**Task details**
Omit all pictures and give the records below again exactly as written.

┌──

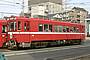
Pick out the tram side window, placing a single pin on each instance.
(19, 25)
(60, 28)
(26, 26)
(4, 29)
(50, 28)
(40, 27)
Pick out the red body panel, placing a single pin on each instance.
(34, 35)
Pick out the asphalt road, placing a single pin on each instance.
(53, 53)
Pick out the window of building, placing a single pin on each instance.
(60, 28)
(64, 29)
(56, 28)
(40, 27)
(19, 25)
(26, 26)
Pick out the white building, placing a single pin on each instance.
(45, 8)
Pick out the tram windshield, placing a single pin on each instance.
(12, 26)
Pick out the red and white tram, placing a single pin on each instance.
(33, 32)
(3, 32)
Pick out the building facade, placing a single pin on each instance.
(45, 7)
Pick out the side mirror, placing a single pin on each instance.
(2, 56)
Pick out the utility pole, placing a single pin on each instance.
(22, 7)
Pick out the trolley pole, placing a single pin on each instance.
(22, 7)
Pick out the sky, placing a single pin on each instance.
(10, 6)
(79, 3)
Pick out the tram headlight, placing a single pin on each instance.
(3, 35)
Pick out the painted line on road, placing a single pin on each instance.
(77, 57)
(40, 50)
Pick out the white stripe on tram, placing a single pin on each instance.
(42, 33)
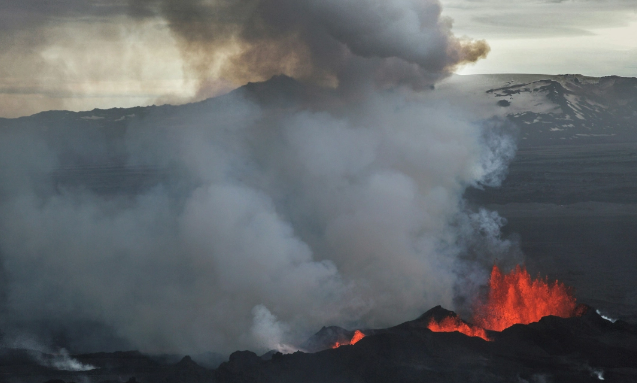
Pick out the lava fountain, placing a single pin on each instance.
(513, 298)
(358, 335)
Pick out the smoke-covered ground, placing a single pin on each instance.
(245, 221)
(249, 220)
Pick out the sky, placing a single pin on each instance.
(80, 55)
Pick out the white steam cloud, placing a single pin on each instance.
(273, 211)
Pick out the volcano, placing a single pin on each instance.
(576, 349)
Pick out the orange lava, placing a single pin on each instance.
(516, 298)
(513, 298)
(358, 335)
(451, 324)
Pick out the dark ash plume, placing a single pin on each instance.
(325, 42)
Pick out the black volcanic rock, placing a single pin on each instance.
(326, 337)
(578, 349)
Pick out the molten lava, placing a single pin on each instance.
(358, 335)
(513, 298)
(451, 324)
(516, 298)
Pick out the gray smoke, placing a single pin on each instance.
(327, 42)
(269, 212)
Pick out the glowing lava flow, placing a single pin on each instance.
(451, 324)
(513, 298)
(358, 335)
(516, 298)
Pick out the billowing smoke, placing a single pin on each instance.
(328, 42)
(251, 220)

└──

**Answer to this task**
Pick out the tram side window, placing a single pin on each instance.
(19, 25)
(60, 28)
(26, 26)
(4, 29)
(50, 28)
(40, 27)
Pick out the red body panel, placing a single pin on each instance.
(34, 35)
Pick out the asphalt road, placing a single pin on each instance.
(53, 53)
Pick out the window of building, placing a single pin on each instance.
(60, 28)
(64, 29)
(56, 28)
(40, 27)
(19, 25)
(26, 26)
Pick out the white building, placing a single pin on each instance.
(45, 8)
Pick out the tram windshield, placing a single pin on each instance.
(12, 26)
Pick out the red and white tram, placing a single pin on each instance.
(33, 32)
(3, 32)
Pick out the building facade, placing a single pin on each instance.
(45, 7)
Pick out the side mirror, placing a single pin on each instance.
(2, 56)
Pick out the utility pole, placing a single pin on each instance.
(22, 7)
Pick out the trolley pole, placing a single pin on each instance.
(22, 7)
Pick out the sky, placing a single pin on each instance.
(10, 6)
(79, 3)
Pick out the tram headlight, placing a single pin on each instance.
(3, 35)
Pick out the painted line on road, placing a single pin on each instance.
(77, 57)
(40, 50)
Pick out the white stripe on tram, placing a single pin on each instance.
(42, 33)
Pick out the lava fountain, placing a single pin on each instance.
(513, 298)
(358, 335)
Pick out the smoke-covered ground, placing a single pin on each instance.
(245, 221)
(249, 220)
Pick out the sky, placing a single pin on each instance.
(80, 55)
Pick out the white steam cloud, placing a single pin on each instance.
(273, 211)
Pick out the volcano, placing a single pin on each instance.
(576, 349)
Pick out the orange lava, placing a single pin on each instance.
(516, 298)
(513, 298)
(358, 335)
(451, 324)
Pick out the dark ash plume, placing a single pin on each instance.
(325, 42)
Pick out the black volcanic rock, placing a single pin on each instance.
(326, 337)
(578, 349)
Pick out the molten lava, placing a single pin on each instance.
(358, 335)
(513, 298)
(451, 324)
(516, 298)
Pick out the gray smoke, placing a single pin on each instance.
(327, 42)
(269, 212)
Pick out the glowing lava flow, placing a single pin on each instance.
(451, 324)
(513, 298)
(358, 335)
(516, 298)
Pick out the billowing smoke, placing a single pin on each instance.
(328, 42)
(251, 220)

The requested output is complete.